Part of a data file
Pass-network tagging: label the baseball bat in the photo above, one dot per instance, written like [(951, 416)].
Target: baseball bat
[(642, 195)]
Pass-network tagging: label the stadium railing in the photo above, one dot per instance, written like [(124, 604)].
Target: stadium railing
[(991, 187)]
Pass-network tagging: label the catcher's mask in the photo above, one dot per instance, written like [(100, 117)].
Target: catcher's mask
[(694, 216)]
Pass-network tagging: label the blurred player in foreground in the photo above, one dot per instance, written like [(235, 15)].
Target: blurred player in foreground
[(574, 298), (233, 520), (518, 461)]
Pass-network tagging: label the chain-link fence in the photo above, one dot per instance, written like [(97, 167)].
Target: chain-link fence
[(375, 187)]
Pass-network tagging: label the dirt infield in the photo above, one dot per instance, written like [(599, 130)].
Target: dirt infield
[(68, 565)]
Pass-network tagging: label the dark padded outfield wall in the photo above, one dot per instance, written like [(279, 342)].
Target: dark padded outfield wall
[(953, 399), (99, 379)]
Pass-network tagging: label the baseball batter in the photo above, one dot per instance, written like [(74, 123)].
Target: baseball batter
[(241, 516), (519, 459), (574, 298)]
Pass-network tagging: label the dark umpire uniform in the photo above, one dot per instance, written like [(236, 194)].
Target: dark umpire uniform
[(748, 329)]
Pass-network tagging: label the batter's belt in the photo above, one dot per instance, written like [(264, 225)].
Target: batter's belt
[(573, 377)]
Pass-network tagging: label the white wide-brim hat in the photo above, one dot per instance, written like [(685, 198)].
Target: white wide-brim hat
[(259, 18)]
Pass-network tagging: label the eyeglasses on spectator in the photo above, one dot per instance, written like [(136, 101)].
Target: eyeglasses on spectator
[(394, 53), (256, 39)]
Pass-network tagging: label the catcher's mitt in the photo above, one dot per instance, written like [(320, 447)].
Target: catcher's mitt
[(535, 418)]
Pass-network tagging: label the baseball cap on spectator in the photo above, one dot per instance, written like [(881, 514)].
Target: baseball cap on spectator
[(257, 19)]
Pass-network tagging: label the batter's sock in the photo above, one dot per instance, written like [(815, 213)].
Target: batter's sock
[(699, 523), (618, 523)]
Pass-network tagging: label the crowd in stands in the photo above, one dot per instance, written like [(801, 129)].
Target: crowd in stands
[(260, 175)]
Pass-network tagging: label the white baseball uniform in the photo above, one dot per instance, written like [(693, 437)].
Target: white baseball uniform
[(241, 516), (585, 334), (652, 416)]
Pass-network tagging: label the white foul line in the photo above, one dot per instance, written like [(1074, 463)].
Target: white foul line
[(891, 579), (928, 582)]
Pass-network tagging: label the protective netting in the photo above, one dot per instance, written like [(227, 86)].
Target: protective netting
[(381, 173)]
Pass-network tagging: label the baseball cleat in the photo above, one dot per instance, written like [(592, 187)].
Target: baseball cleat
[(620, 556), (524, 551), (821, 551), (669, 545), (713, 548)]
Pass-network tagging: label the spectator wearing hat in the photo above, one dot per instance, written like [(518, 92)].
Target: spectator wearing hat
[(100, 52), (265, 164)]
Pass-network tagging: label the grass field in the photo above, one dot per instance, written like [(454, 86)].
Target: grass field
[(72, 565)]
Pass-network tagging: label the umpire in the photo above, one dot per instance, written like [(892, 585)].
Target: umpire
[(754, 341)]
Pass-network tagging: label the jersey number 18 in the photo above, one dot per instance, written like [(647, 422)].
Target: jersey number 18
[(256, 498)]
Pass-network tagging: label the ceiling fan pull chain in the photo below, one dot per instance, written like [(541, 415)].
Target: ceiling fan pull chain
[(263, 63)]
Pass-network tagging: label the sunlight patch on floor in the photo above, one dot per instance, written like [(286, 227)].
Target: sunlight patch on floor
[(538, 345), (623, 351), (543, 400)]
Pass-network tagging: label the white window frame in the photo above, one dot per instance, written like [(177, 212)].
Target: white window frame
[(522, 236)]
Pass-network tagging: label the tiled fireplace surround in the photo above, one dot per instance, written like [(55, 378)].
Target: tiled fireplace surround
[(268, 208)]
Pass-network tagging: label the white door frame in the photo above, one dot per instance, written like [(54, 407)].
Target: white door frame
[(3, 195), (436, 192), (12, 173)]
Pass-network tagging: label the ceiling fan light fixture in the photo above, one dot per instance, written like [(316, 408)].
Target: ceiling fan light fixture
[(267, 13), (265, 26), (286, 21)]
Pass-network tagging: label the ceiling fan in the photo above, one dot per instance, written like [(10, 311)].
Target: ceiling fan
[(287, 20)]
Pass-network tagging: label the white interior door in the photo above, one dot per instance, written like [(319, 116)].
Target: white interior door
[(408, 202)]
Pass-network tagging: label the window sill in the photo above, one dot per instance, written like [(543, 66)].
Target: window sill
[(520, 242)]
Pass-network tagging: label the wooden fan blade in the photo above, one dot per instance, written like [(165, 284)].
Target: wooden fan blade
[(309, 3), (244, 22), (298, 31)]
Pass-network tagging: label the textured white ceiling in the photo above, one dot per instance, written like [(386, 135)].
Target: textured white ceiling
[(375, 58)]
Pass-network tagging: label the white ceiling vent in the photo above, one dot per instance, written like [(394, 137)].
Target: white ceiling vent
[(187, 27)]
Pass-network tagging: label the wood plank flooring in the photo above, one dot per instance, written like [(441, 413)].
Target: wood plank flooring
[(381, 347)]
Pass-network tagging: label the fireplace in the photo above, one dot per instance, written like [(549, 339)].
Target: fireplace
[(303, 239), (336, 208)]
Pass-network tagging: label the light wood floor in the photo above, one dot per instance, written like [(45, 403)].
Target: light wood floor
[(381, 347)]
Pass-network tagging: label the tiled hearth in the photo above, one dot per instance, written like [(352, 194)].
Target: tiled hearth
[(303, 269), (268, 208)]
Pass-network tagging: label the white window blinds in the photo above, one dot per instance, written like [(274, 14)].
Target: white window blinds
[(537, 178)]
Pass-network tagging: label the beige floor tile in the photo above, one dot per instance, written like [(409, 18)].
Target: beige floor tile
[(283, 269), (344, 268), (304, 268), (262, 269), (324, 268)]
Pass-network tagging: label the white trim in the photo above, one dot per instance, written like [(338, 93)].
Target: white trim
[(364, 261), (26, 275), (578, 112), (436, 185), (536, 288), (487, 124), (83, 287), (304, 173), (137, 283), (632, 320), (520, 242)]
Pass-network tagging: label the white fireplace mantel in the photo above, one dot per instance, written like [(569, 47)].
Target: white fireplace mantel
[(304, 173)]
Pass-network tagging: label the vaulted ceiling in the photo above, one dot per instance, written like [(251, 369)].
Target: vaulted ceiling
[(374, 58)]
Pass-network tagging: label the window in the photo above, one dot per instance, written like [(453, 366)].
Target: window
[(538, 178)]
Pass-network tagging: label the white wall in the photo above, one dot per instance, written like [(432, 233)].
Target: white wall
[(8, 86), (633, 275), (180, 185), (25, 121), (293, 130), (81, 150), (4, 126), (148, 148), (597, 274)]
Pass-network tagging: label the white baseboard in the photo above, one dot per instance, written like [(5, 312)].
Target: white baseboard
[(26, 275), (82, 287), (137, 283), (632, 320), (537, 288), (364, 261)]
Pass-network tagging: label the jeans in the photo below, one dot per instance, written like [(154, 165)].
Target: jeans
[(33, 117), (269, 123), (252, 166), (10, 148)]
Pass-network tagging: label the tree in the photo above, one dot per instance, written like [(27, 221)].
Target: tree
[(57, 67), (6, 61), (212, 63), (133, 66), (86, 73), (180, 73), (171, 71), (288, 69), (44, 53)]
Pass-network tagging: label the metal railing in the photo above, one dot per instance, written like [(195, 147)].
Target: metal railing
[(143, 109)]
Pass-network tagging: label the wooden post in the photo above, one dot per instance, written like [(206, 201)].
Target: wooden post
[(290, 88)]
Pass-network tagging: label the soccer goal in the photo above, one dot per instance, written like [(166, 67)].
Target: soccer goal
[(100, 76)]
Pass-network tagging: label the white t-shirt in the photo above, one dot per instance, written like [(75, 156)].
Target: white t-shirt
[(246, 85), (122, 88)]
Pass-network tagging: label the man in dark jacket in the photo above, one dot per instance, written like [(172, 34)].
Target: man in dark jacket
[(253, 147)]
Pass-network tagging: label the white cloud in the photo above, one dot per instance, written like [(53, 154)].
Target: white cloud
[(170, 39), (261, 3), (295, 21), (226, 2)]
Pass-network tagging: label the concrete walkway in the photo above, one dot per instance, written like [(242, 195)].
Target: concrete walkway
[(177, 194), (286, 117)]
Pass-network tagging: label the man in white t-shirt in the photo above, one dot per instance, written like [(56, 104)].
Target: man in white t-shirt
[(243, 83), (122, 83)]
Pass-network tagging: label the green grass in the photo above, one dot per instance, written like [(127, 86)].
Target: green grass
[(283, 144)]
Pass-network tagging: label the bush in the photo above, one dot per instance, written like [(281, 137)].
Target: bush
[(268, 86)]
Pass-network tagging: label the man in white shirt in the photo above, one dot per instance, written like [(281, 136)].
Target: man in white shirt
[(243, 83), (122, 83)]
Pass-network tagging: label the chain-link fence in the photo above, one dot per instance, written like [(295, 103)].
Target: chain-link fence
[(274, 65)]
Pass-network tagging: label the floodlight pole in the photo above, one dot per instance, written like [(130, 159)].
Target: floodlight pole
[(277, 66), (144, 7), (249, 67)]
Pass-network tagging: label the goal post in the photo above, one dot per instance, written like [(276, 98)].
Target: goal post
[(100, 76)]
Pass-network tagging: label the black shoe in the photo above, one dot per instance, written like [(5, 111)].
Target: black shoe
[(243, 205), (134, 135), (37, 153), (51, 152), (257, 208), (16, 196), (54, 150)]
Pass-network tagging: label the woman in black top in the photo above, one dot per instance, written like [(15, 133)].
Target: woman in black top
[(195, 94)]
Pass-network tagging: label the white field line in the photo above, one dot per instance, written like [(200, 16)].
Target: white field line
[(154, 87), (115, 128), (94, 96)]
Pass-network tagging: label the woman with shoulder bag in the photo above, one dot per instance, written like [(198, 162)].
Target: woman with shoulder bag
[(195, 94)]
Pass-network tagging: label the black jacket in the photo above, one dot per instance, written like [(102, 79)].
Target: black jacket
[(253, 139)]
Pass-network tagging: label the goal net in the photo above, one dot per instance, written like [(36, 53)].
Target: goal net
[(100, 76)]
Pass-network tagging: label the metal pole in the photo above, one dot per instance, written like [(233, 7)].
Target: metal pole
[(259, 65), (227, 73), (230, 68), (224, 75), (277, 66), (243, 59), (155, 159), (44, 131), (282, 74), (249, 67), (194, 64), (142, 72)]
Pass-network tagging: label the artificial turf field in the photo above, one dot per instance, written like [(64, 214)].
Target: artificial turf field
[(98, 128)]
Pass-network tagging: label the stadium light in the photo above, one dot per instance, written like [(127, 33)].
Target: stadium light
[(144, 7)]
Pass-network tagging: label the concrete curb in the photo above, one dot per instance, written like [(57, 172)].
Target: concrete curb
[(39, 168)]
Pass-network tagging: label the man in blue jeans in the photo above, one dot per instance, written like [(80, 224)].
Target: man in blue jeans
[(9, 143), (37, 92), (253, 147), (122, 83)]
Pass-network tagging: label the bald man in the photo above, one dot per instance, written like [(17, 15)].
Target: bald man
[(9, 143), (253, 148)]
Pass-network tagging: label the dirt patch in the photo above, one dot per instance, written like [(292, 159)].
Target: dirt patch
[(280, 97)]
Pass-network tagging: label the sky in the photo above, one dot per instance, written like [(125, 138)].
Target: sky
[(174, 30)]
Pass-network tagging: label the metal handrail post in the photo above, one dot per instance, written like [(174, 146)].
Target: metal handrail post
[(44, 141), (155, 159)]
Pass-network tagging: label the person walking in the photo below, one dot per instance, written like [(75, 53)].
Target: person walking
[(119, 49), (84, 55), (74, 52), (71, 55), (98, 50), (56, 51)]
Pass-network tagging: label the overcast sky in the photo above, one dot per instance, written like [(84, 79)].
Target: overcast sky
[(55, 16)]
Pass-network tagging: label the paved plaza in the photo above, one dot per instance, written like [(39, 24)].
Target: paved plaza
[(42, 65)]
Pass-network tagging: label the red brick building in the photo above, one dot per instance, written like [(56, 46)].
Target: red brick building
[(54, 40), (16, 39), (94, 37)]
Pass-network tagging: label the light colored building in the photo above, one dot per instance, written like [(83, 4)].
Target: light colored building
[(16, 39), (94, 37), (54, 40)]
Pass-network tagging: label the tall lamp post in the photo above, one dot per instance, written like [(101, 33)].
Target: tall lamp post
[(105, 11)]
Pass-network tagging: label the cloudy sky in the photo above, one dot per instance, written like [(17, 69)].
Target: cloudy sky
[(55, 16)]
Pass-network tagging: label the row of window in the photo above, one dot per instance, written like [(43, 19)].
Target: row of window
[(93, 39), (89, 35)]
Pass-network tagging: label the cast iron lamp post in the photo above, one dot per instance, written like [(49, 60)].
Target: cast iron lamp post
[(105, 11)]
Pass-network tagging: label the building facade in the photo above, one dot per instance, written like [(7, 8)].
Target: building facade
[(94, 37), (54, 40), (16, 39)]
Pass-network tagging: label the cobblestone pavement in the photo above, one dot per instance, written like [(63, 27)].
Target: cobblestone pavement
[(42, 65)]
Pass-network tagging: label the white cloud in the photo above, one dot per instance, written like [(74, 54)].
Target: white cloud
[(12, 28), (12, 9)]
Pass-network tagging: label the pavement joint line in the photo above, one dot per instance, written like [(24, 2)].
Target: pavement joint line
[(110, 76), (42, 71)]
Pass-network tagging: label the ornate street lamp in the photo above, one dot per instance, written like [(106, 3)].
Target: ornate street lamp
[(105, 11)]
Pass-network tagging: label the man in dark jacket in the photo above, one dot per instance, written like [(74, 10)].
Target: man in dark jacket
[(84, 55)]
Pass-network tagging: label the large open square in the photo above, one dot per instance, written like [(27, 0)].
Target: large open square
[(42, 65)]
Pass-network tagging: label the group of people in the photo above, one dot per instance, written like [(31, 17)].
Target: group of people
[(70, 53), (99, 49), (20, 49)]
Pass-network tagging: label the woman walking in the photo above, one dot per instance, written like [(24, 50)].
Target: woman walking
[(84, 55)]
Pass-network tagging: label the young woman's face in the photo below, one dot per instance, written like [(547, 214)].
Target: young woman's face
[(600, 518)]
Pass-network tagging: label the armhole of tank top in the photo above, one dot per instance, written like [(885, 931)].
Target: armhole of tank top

# WHAT IS ASKED:
Quote the records from the line containing "Pass-network tagging: label the dark padded" through the line containing "[(953, 399), (99, 379)]", including both of those lines, without any changes.

# RESPONSE TO THIS TASK:
Pass-network tagging: label the dark padded outfield wall in the photo above, one dot per instance, written like [(279, 342)].
Target: dark padded outfield wall
[(953, 399), (99, 379)]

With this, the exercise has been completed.